# ARTICOLO
+ + + +

Dal fatto che il buddismo di per sé non esista, ovvero non abbia un’apparenza fenomenica né un profilo stabilito, consegue che ogni volta che appare lo deve fare vestito della cultura che in quel momento lo ospita. Infatti, non essendo “di questo mondo”, nudo sarebbe invisibile. Questo cambiar d’abito ad ogni salto di cultura ha fatto sì che più che di buddismo si debba parlare di “buddismi” cioè di forme locali, diverse tra loro nella manifestazione benché tutte siano animate dallo stesso principio. Ora, quando il buddismo è rinato in Cina lo ha fatto usando l’argilla di quel Paese. Dopo il travagliato processo cui abbiamo accennato, nella forma esteriore dello star seduti non cambiò molto se non gli abiti e la conformazione fisica dei praticanti. Secondo il profilo della conoscenza del rapporto tra l’uomo e l’assoluto… ciascuno di voi sa che la Cina non era certamente in difetto rispetto all’India: la rinascita dell’antica conoscenza poté realizzarsi addirittura con più vivida freschezza. Rimane l’etica. Il fatto è che a ovest dell’Himalaya il concetto di etica, di giusto e sbagliato, di buono e cattivo è profondamente diverso dalla concezione etica che è da sempre invalsa a Est di quelle alte montagne. Così quando il buddismo si incarnò nelle sembianze di quella cultura questa differenza penetrò profondamente nelle sue carni.

+ + + +

# COMPITO ASSEGNATO 1
Raccogli tutte le righe dell'elenco che contengono la stringa "line", rispettando maiuscole e minuscole.
Il brano sul buddismo e l'elenco non hanno alcun legame tra loro.

Record grezzi:
+ + + +

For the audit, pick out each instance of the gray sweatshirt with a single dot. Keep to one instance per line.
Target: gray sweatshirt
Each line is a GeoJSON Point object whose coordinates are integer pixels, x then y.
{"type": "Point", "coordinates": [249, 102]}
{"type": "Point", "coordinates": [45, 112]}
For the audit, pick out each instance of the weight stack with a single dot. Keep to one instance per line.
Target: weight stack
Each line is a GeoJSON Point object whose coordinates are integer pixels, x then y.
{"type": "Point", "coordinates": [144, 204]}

+ + + +

# COMPITO ASSEGNATO 2
Per favore, rispondi a queste domande sul brano sul buddismo:
(a) Secondo il brano, di che cosa si deve parlare più che di buddismo?
(b) Che cosa usò il buddismo quando rinacque in Cina?
(c) Quali montagne separano le due diverse concezioni dell'etica?

# RISPOSTA SCRITTA 1
For the audit, pick out each instance of the gray sweatshirt with a single dot. Keep to one instance per line.
Each line is a GeoJSON Point object whose coordinates are integer pixels, x then y.
For the audit, pick out each instance of the weight stack with a single dot. Keep to one instance per line.
Each line is a GeoJSON Point object whose coordinates are integer pixels, x then y.

# RISPOSTA SCRITTA 2
(a) Di "buddismi", cioè di forme locali diverse tra loro nella manifestazione.
(b) L'argilla di quel Paese.
(c) L'Himalaya.